### SET PROBLEM
Can you continue the article on Bayesian inference for hiring engineers, starting right after its final sentence?

# Bayesian Inference for Hiring Engineers

## By Mike Robbins on May 30, 2018

To get an interview for a technical position, an engineer must run a gauntlet. Their resume has to get past a recruiter or hiring manager. They have to sound excited and competent on a culture fit phone call. And they need to complete either an online test or a technical phone screen. Often, there’s a substantial take-home project as well. All this comes before the final on-site interview.

At every step in this process, the company is legitimately incentivized to reject. Each stage is significantly more expensive than the last for both the candidate and the company. And most applicants for most jobs ARE underqualified. Companies want to screen them out early.

The signals that go into every screening decision, however, are noisy. This is a messy world of overlapping signals and biases. And the recruiters and hiring managers making these decisions are guided primarily by pattern matching.

We can do better. And Bayesian statistics — updating probabilistic beliefs using evidence — can help! Rather than thinking of each technical screening step as crisp yes / no test, we should think of them as evidence updating our prior over a candidate’s skill. This can't totally replace the role of pattern matching and gut calls in recruiting. But I think it can produce some valuable insights that lead to a more fair and efficient hiring process. Bear with me...

## Who Moves Forward?

I’ll define an indicator variable $z$ such that:

$$z_{A,P} = \begin{cases}1 & \text {if applicant } A \text{ would get an offer after interviewing for position } P \\ 0 & \text{otherwise}\end{cases}$$

Consciously or not, recruiters and hiring managers use whatever evidence they have available at the time to create an estimate of whether they’d ultimately give this person an offer. My pre-interview estimate $\hat{z}$ can be framed as a conditional probability:

$$\hat{z} = P(z_{A,P} = 1 | E)$$

Given whatever evidence $E$ I’ve collected so far, how likely is it they’d get an offer if I brought them all the way through our interview process? Intuitively, I won’t spend any more time with applicants for whom $\hat{z} = 0.001$ (just 0.1% chance of getting an offer), but will definitely continue with the $\hat{z} = 0.8$ applicant (80% chance).

More formally, if the $\hat{z}$ is above some threshold, I’ll proceed to the next step, gathering more evidence, from which I’ll calculate a better estimate. My decision to interview is:

$$d_{A,P} = \begin{cases}1 & \text {if } \hat{z} \ge z_\text{threshold} \\ 0 & \text{otherwise}\end{cases}$$

These estimates and decisions happen as “instincts” or “gut feelings” in the minds of recruiters and hiring managers. Nobody whips out a calculator to compute probabilities as they scroll through their ATS.

This evidence-to-prediction process maps closely to Bayesian inference, where we start from assumed prior probabilities, collect data, and use the new data to update our beliefs about a probability distribution. After the final interview, I’ll know the true binary value of $z_{A,P}$, either $0$ or $1$. But at each step before the interview, I can quantify my current beliefs as a likelihood curve — a probability distribution on the domain $[0,1]$ — which represents my state of knowledge about the true value.

[Excerpts from point annotation data]
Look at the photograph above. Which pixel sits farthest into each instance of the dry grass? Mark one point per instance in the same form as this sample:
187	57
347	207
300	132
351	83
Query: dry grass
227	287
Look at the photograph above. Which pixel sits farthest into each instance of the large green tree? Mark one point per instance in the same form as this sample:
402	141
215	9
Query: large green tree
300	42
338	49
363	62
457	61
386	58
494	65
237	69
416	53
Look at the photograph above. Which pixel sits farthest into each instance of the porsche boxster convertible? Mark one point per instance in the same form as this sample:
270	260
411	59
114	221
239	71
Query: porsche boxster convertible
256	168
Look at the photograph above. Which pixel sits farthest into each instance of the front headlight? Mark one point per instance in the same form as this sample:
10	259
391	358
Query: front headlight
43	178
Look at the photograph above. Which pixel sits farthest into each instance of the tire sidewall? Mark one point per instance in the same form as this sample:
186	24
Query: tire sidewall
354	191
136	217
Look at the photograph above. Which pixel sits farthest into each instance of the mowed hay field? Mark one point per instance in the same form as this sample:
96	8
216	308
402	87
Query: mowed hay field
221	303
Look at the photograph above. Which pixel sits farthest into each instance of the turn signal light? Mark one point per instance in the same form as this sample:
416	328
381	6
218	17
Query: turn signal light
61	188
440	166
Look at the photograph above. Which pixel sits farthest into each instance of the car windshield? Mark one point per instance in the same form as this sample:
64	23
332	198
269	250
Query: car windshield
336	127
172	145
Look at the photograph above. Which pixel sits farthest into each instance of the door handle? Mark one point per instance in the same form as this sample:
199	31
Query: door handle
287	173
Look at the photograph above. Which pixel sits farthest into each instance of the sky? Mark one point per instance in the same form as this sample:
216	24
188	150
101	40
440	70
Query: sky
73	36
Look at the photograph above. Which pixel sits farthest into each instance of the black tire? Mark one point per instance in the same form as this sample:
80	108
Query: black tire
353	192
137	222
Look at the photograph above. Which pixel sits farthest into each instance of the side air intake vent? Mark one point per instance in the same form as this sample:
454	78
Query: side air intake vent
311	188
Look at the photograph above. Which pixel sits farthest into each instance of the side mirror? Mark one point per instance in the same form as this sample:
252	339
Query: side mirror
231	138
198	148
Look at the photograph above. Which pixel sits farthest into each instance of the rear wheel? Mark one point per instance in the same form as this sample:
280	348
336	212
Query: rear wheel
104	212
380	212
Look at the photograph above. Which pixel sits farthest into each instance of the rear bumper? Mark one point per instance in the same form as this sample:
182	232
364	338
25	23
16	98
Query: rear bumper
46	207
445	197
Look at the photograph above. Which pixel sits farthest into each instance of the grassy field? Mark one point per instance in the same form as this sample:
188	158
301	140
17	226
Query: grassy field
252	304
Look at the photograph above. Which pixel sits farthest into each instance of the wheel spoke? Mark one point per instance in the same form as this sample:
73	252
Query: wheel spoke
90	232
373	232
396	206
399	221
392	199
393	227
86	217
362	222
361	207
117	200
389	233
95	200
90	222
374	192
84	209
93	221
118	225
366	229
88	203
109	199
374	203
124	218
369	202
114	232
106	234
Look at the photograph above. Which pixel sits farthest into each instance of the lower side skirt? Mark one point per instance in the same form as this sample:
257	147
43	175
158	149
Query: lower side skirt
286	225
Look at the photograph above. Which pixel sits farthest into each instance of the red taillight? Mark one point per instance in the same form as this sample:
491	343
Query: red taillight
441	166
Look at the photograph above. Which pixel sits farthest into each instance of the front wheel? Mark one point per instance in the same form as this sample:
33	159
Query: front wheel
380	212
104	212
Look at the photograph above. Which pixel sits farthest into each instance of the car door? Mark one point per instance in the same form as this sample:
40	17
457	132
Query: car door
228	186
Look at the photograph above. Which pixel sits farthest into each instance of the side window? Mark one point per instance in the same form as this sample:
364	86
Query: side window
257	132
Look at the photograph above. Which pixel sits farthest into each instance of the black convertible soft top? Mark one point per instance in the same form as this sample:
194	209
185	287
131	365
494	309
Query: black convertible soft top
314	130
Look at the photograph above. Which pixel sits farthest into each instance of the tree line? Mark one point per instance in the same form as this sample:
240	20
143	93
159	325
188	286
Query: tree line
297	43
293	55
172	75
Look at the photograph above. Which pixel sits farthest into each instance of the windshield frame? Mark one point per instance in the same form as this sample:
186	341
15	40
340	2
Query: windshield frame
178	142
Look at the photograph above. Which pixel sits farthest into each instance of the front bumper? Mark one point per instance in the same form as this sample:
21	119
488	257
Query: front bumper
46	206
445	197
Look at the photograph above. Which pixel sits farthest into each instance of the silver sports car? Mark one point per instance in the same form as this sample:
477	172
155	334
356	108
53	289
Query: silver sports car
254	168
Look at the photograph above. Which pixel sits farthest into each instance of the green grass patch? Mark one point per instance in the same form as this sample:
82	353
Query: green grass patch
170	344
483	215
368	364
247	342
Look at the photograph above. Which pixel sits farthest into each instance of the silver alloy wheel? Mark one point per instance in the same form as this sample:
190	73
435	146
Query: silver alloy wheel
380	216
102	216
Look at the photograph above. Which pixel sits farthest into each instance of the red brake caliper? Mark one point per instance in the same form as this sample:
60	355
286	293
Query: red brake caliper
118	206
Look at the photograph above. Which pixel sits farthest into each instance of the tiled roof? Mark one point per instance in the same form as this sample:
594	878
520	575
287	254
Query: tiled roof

--

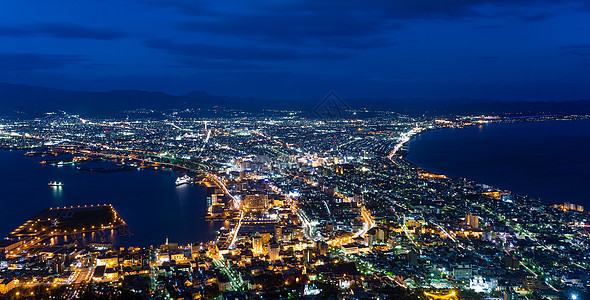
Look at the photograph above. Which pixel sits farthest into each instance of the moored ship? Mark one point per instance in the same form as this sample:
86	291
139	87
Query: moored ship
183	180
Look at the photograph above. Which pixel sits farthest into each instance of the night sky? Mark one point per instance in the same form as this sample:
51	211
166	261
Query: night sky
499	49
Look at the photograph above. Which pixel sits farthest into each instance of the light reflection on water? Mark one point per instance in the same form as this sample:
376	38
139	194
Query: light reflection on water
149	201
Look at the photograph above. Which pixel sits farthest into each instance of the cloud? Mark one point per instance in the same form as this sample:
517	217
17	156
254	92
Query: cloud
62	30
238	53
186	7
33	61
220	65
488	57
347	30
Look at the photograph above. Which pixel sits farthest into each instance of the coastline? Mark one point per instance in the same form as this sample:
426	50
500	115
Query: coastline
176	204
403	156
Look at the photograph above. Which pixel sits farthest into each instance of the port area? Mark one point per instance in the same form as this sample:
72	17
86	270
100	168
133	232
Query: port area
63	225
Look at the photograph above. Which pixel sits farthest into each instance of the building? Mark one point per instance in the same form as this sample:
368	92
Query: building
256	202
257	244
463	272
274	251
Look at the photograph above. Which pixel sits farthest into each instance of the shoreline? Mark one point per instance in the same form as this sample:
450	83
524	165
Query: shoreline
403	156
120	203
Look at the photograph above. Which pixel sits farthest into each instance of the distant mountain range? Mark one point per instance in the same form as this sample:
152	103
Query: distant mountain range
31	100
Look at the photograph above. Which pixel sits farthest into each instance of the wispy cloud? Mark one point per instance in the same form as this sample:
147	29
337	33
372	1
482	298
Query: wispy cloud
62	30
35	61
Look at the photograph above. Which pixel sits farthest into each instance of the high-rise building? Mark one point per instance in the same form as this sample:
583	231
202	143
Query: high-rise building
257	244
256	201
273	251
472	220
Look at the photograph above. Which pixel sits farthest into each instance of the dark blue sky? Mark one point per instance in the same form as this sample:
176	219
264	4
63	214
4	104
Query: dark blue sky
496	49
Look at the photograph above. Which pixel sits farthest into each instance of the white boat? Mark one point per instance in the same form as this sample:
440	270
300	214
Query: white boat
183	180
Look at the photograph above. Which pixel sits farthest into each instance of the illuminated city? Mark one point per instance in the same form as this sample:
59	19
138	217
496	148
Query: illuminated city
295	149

### TASK ANSWER
Rejecting people pre-interview saves valuable time — but my argument is that’s true **if and only if I’m actually rejecting the right people.**

## Costs of Misclassification Errors

If my probability estimate $\hat{z}$ is noisy or inaccurate enough to cross the decision threshold, I’ll make the wrong screening decision:

False positives on screening are expensive and obvious because I’m spending time interviewing and deciding not to extend an offer. Recruiters keep applying stricter screening because false positives are so loud and visible to their team, but there’s a mathematical tradeoff: stricter screening to reduce false positives has the hidden cost of increasing the false negative rate.

False negatives on screening may be less obvious to companies because they never actually do the interview, but they’re often just as expensive. The cost to find the next promising candidate is substantial. False negatives are especially painful to applicants who would have been a great fit but never get the chance to show it because of a 30-second glance at a resume.

**Bad estimates of $\hat{z}$ explains much of why the job search process is so onerous.**
Job-seekers get rejected by companies where they would have been a good fit, and they waste time on interviews where they aren’t. Recruiter and hiring manager gut calls create noisy estimates, biasing toward low-fidelity pattern matching, overweighting credentials and underweighting ability. This is why the interview-to-offer ratio is only about 20% for software engineers industry-wide.

Let’s see how I can use the Bayesian approach to build a better hiring process.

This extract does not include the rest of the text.